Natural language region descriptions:
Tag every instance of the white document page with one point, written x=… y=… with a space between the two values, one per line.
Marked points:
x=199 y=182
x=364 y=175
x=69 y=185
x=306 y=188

- _Task description_
Nothing in the records above may be left out; repeat them exactly.

- _Response to the exercise_
Tag every instance of the white document page with one point, written x=… y=… with a space between the two values, one per line.
Marked points:
x=199 y=182
x=364 y=175
x=69 y=185
x=306 y=188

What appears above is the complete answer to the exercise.